• **Stored data entries**:
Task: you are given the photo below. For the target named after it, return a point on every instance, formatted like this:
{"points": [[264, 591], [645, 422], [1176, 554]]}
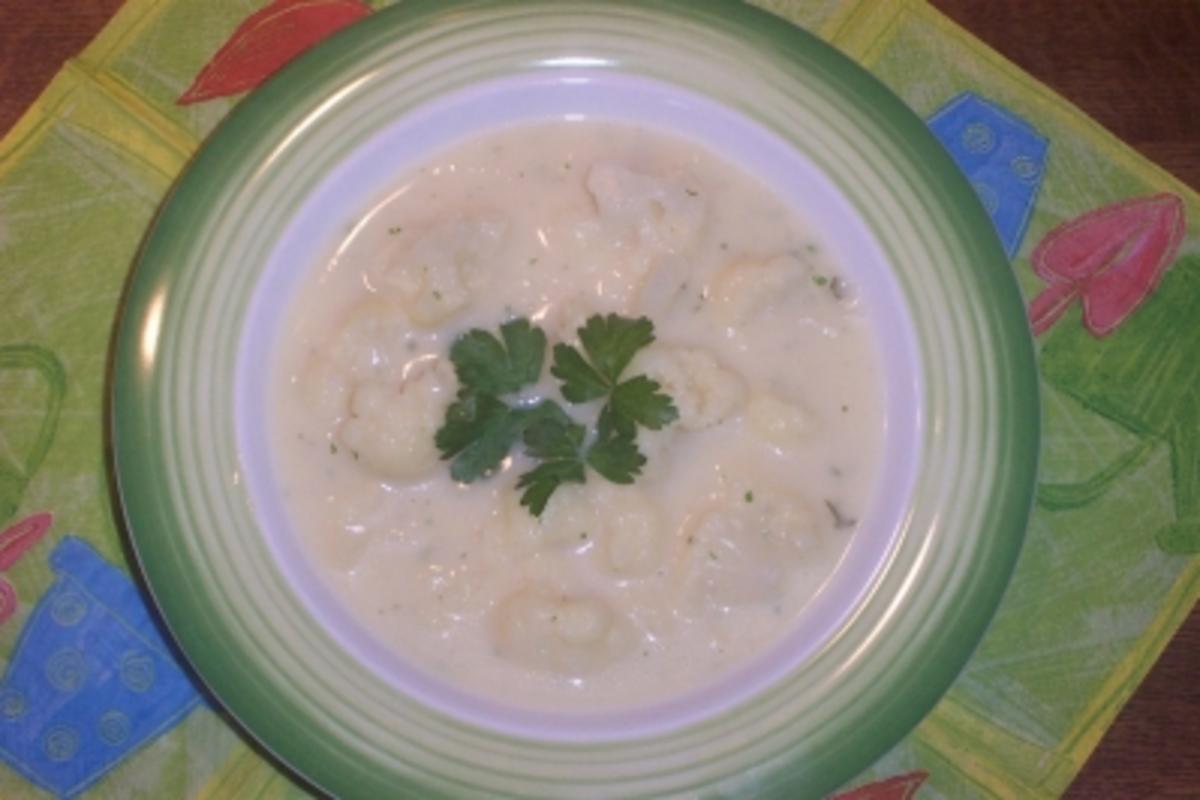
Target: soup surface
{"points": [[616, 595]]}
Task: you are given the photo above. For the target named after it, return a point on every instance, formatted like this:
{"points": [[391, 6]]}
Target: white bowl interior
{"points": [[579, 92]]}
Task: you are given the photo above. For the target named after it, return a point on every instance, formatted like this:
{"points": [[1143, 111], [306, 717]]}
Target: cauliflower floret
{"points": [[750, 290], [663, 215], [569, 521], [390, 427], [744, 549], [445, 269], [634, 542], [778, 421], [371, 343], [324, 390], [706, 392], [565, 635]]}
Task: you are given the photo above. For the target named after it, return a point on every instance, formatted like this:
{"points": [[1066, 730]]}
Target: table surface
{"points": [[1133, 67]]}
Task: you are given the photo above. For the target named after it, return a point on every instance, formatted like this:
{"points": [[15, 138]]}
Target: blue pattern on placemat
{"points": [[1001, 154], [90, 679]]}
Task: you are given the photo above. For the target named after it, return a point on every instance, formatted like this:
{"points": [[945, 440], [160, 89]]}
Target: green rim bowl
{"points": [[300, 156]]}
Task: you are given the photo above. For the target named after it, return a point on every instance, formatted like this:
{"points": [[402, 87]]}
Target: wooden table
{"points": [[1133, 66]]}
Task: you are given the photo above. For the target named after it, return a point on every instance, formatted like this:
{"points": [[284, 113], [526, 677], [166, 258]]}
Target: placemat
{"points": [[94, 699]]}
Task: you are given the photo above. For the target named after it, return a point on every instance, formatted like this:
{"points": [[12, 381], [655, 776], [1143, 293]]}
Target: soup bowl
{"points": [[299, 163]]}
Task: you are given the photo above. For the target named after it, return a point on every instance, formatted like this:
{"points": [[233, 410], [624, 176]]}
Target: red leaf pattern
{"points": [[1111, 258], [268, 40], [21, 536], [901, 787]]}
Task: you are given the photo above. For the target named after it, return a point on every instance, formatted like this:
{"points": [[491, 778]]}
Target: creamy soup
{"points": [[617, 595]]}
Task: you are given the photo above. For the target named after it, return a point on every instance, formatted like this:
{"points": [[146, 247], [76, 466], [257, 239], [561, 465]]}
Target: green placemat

• **WORK ITEM**:
In the copy, include all records verbatim but no images.

• **OUTPUT**:
Task: you are given the photo below. For the target named after it, return a point on every instance, formatted like this:
{"points": [[264, 591], [645, 422], [1176, 554]]}
Target: soup surface
{"points": [[616, 595]]}
Task: you are given the photo above. For the target named after it, return a point on every instance, formatted like this:
{"points": [[391, 6]]}
Target: white bowl interior
{"points": [[579, 92]]}
Task: you are given the photo above. For the target named after it, return a point on every instance, formatted like this:
{"points": [[1143, 111], [306, 717]]}
Target: cauliflower floret
{"points": [[750, 290], [663, 215], [569, 521], [390, 427], [744, 549], [445, 269], [634, 542], [778, 421], [371, 343], [324, 390], [706, 392], [565, 635]]}
Task: you are given the photo above. For the target named after it, return a point on every instance, formatted like this:
{"points": [[1066, 730]]}
Target: table surface
{"points": [[1133, 67]]}
Task: you are given the photo above. For the target named after it, return a point on every instance, formatted like this:
{"points": [[15, 138]]}
Target: blue pattern on placemat
{"points": [[1001, 154], [90, 679]]}
Task: you are given the photo above. For the target named after it, return a point on every instance, formatted like this:
{"points": [[945, 440], [160, 89]]}
Target: green rim bowl
{"points": [[300, 156]]}
Task: you are given the photo above. For the target named after it, return a point on every instance, formatted like this:
{"points": [[402, 87]]}
Target: wooden table
{"points": [[1133, 66]]}
Task: you are given the photo above. For the target named after it, return a point on every instance, formatted like this:
{"points": [[284, 113], [526, 677], [166, 258]]}
Target: placemat
{"points": [[94, 699]]}
Task: you are given the photo above. For the target named after it, return a point on every instance, formatted like this:
{"points": [[12, 381], [655, 776], [1143, 293]]}
Target: soup bowl
{"points": [[299, 163]]}
Task: you are given the photo above. For the target named after it, return a point on every instance, formatted like this:
{"points": [[233, 410], [624, 176]]}
Target: red leaf pattern
{"points": [[1111, 258], [268, 40], [21, 536], [901, 787]]}
Task: you are given the photo above. For the target named after it, return a point on every instance, formatted like this:
{"points": [[491, 778]]}
Target: creamy soup
{"points": [[617, 595]]}
Task: you are given the photo above. For the target named after it, return a point on every instance, formatted like this:
{"points": [[146, 247], [76, 466], [257, 239], [561, 465]]}
Target: green placemat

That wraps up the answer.